Pull out every line of the listing below that contains the word "orange", and copy each one in full.

Excerpts from point annotation data
***

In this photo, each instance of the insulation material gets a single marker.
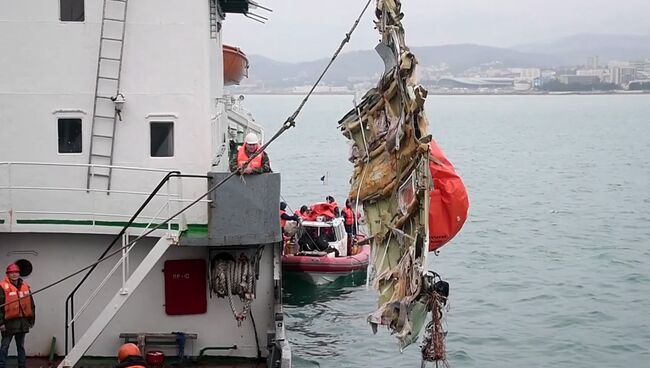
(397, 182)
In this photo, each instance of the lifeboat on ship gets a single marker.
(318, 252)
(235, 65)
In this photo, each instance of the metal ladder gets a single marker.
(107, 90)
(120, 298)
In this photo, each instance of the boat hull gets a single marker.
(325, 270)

***

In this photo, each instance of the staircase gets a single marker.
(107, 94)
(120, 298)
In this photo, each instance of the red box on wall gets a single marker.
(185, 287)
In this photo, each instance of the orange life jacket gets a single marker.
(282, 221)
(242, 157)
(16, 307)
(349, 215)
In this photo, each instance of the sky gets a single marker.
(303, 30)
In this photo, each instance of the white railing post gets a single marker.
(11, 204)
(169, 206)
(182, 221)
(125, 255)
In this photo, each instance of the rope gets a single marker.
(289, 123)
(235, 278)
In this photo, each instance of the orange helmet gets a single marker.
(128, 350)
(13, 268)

***

SOLUTION TO THIS EXERCISE |
In this photo, each instance of the orange life jacket gets a single marker.
In this photo, each instance of the orange helmet gets a single marker.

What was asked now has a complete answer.